Aim of the task. Every line in the records below between the one holding "negative clicks: (117, 868)" and the one holding "positive clicks: (1010, 878) (1021, 871)", inclusive, is to be set down exactly; all other lines are to be left out.

____________________

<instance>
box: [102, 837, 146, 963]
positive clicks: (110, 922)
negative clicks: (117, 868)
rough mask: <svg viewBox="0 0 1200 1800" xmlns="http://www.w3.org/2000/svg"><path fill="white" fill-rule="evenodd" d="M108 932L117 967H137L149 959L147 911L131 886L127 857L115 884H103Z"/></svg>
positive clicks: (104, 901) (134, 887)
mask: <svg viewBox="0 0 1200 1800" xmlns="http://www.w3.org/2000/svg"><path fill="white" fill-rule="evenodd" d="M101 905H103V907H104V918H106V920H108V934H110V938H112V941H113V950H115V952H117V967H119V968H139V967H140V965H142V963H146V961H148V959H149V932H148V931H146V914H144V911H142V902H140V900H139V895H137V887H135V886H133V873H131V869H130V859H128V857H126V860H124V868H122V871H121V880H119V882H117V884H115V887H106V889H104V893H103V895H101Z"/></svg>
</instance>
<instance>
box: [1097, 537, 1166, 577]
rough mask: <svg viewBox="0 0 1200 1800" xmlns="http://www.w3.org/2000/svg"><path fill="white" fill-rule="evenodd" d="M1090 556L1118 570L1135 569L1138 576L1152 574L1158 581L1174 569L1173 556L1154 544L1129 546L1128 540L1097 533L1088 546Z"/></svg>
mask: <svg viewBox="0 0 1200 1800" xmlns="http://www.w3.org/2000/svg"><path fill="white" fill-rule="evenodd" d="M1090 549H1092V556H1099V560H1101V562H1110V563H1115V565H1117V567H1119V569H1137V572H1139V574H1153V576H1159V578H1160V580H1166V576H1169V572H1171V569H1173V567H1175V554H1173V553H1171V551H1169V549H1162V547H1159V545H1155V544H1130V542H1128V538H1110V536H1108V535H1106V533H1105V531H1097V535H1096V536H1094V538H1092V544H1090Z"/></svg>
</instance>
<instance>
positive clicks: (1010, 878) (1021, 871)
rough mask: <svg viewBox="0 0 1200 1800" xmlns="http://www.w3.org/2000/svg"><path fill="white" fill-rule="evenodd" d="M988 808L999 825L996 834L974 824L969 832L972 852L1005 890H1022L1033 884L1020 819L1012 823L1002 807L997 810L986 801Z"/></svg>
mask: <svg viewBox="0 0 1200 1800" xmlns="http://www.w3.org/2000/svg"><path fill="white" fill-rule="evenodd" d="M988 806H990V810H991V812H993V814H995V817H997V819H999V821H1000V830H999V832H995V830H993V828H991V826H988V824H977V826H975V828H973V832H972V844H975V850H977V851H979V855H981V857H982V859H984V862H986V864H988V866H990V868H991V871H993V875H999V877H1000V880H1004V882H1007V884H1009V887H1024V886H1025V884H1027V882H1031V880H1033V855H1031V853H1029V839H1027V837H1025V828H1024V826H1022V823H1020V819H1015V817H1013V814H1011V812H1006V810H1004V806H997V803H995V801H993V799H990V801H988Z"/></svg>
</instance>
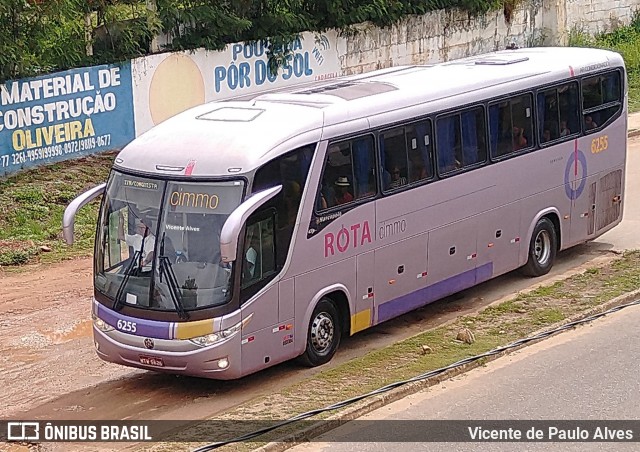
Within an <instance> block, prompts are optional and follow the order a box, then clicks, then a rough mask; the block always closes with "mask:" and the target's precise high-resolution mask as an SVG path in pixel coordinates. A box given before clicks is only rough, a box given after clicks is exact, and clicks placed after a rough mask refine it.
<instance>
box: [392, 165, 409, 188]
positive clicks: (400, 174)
mask: <svg viewBox="0 0 640 452" xmlns="http://www.w3.org/2000/svg"><path fill="white" fill-rule="evenodd" d="M403 185H407V178H406V177H404V176H403V175H402V172H401V171H400V167H399V166H398V165H394V166H393V168H392V170H391V182H390V183H389V188H398V187H402V186H403Z"/></svg>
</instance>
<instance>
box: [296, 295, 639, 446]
mask: <svg viewBox="0 0 640 452" xmlns="http://www.w3.org/2000/svg"><path fill="white" fill-rule="evenodd" d="M638 324H640V306H634V307H630V308H625V309H624V310H622V311H620V312H617V313H615V314H611V315H610V316H606V317H604V318H602V319H600V320H597V321H595V322H593V323H591V324H589V325H587V326H582V327H579V328H578V329H576V330H574V331H571V332H568V333H564V334H560V335H558V336H555V337H552V338H551V339H548V340H545V341H542V342H540V343H538V344H535V345H532V346H530V347H527V348H525V349H523V350H521V351H519V352H516V353H513V354H511V355H508V356H507V357H504V358H501V359H498V360H496V361H493V362H491V363H489V364H488V365H487V366H485V367H482V368H477V369H474V370H472V371H470V372H468V373H467V374H464V375H462V376H460V377H457V378H454V379H452V380H449V381H446V382H444V383H442V384H440V385H437V386H435V387H433V388H430V389H428V390H425V391H421V392H419V393H417V394H413V395H411V396H408V397H406V398H404V399H402V400H399V401H397V402H394V403H392V404H390V405H387V406H386V407H383V408H381V409H378V410H375V411H373V412H371V413H369V414H368V415H366V416H364V417H362V418H360V420H363V421H376V422H371V423H359V422H355V423H348V424H346V425H345V426H343V427H340V428H338V429H336V430H333V431H331V432H329V433H327V434H325V435H323V436H321V437H319V438H317V440H316V441H314V442H313V443H309V444H305V445H301V446H297V447H295V448H293V449H292V450H293V451H297V452H302V451H310V450H313V451H324V450H327V451H328V450H331V452H346V451H386V450H389V451H391V450H394V451H395V450H400V449H402V451H403V452H410V451H424V450H429V451H443V452H444V451H447V452H449V451H477V450H482V451H512V450H518V451H524V450H535V451H557V450H563V451H564V450H567V451H599V450H616V451H623V450H629V451H631V450H638V449H640V445H639V443H637V442H635V443H621V442H616V443H593V442H589V443H584V442H583V443H575V442H572V443H557V442H544V443H533V442H526V443H514V442H510V443H504V442H502V443H496V442H492V443H488V442H483V443H478V442H475V443H472V442H457V443H418V442H414V443H398V442H377V443H374V442H348V441H350V439H351V438H360V439H361V440H362V439H365V438H397V435H396V433H397V432H398V425H397V424H394V423H392V422H389V421H390V420H394V421H398V420H416V419H420V420H503V422H501V423H500V428H508V427H509V426H510V422H509V420H512V421H513V420H525V419H527V420H563V419H564V420H615V419H623V420H624V419H626V420H632V419H640V417H639V416H640V408H639V407H640V379H638V361H640V329H639V328H638ZM407 425H409V424H407ZM469 425H470V426H471V425H474V423H473V422H469ZM511 425H514V424H513V423H512V424H511ZM602 425H603V426H604V425H605V423H603V424H602ZM635 425H636V426H637V427H638V431H634V432H633V434H634V436H635V438H638V437H640V421H638V422H636V423H635ZM400 426H402V424H400ZM422 427H423V428H429V424H428V423H425V424H424V426H422ZM406 434H407V435H411V434H412V432H411V431H410V430H409V431H407V432H406ZM413 434H416V432H415V431H414V432H413ZM345 441H346V442H345Z"/></svg>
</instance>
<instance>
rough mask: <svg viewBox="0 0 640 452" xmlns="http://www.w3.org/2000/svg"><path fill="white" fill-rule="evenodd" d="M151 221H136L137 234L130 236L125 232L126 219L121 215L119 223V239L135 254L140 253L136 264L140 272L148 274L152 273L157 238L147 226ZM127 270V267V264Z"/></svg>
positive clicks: (135, 225) (139, 220) (136, 265)
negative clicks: (154, 253)
mask: <svg viewBox="0 0 640 452" xmlns="http://www.w3.org/2000/svg"><path fill="white" fill-rule="evenodd" d="M147 223H150V221H148V220H146V219H143V218H136V220H135V234H132V235H129V234H127V233H125V232H124V217H123V216H122V213H121V214H120V217H119V221H118V239H119V240H121V241H124V242H126V243H127V245H129V246H130V247H132V248H133V250H134V252H136V253H138V252H139V253H140V256H138V262H136V263H135V265H136V267H135V268H137V269H138V272H139V273H141V274H148V273H150V272H151V266H152V261H153V249H154V247H155V244H156V237H155V236H154V235H153V234H152V233H151V227H150V226H149V225H148V224H147ZM124 267H125V268H126V267H127V265H126V264H125V265H124Z"/></svg>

____________________

Expected answer.
negative clicks: (117, 868)
rough mask: <svg viewBox="0 0 1200 1800" xmlns="http://www.w3.org/2000/svg"><path fill="white" fill-rule="evenodd" d="M108 932L117 967H137L149 959L147 911L131 886L127 857L115 884H103Z"/></svg>
positive clicks: (104, 901) (134, 887)
mask: <svg viewBox="0 0 1200 1800" xmlns="http://www.w3.org/2000/svg"><path fill="white" fill-rule="evenodd" d="M101 905H103V907H104V918H106V920H108V934H110V938H112V941H113V950H115V952H117V967H119V968H139V967H140V965H142V963H146V961H148V959H149V932H148V931H146V914H144V911H142V902H140V900H139V895H137V887H135V886H133V873H131V869H130V859H128V857H126V860H124V868H122V871H121V880H119V882H117V884H115V887H106V889H104V893H103V895H101Z"/></svg>
</instance>
<instance>
box: [1097, 537, 1166, 577]
rough mask: <svg viewBox="0 0 1200 1800" xmlns="http://www.w3.org/2000/svg"><path fill="white" fill-rule="evenodd" d="M1090 556L1118 570L1135 569L1138 576L1152 574L1158 581L1174 569L1173 556L1154 544L1129 546L1128 540L1097 533L1088 546Z"/></svg>
mask: <svg viewBox="0 0 1200 1800" xmlns="http://www.w3.org/2000/svg"><path fill="white" fill-rule="evenodd" d="M1090 549H1092V556H1099V560H1101V562H1110V563H1115V565H1117V567H1119V569H1137V572H1139V574H1153V576H1159V578H1160V580H1166V576H1169V572H1171V569H1173V567H1175V554H1173V553H1171V551H1169V549H1162V547H1159V545H1155V544H1130V542H1128V538H1110V536H1108V535H1106V533H1105V531H1097V535H1096V536H1094V538H1092V544H1090Z"/></svg>
</instance>
<instance>
positive clicks: (1010, 878) (1021, 871)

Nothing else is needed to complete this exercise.